Task> Set down every line of the data exactly, skipping the pictures.

[Region pointing data]
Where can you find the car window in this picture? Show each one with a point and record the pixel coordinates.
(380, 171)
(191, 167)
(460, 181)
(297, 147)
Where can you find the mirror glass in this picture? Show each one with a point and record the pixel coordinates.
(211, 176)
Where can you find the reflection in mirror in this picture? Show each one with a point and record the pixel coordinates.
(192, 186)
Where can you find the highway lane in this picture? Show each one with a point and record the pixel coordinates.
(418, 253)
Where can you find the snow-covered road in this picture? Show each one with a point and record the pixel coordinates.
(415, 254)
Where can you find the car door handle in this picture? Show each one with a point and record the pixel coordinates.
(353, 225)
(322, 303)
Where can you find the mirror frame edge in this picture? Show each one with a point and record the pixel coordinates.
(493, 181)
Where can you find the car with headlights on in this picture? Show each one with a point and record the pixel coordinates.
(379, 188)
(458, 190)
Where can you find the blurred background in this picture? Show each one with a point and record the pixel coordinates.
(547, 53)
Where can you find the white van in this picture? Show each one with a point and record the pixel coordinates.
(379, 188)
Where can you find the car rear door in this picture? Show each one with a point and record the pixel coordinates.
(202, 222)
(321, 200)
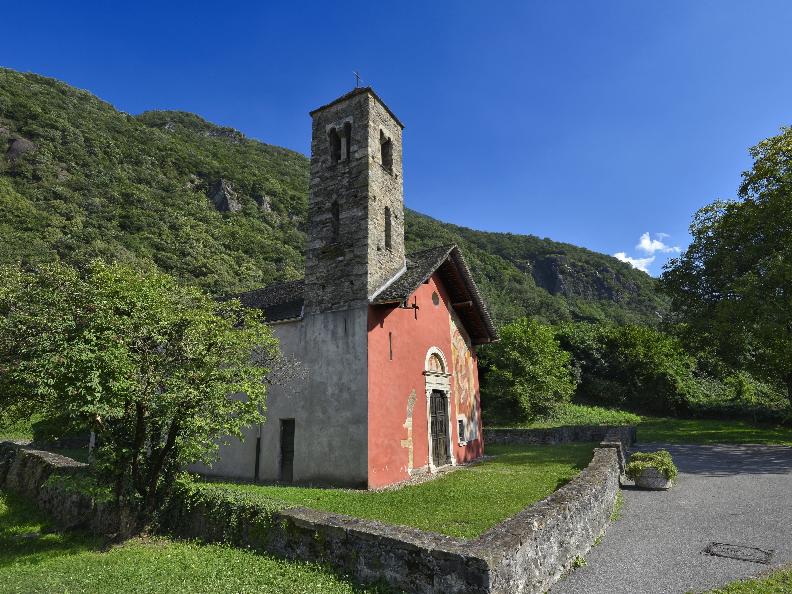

Written answer>
Where can you find the car window in this picture? Show each one with a point and record the pixel coordinates.
(380, 171)
(191, 167)
(460, 181)
(297, 147)
Where can you find the mirror glass in this picture? Show each one with a point and record the pixel coordinates.
(211, 176)
Where can you find the reflection in mirror in this picture? Show each one with a point and record the pixel coordinates.
(192, 186)
Where can you find the highway lane in this picture? Show each one with a point and record the pixel coordinates.
(418, 253)
Where can you find the snow-covered road in this picture? Show each one with a point and record the pixel coordinates.
(415, 254)
Where can you find the car door handle in this picture? Show each one with a point and record the pixel coordinates.
(353, 225)
(322, 303)
Where can you find the mirror frame edge in this picture? Show each one with a point and record the pixel coordinates.
(493, 181)
Where can you find the car with headlights on in this picture? Show each one with a point and record the pixel coordinates.
(379, 188)
(458, 190)
Where can you find the blurred background in this picture? Show each one with a point and record the pixel coordinates.
(547, 53)
Where can you find the white van in this picture? Show each one with a point and record the pixel coordinates.
(379, 188)
Where can you find the car rear door in this picture? Show each one with a point and record the pixel coordinates.
(202, 222)
(321, 200)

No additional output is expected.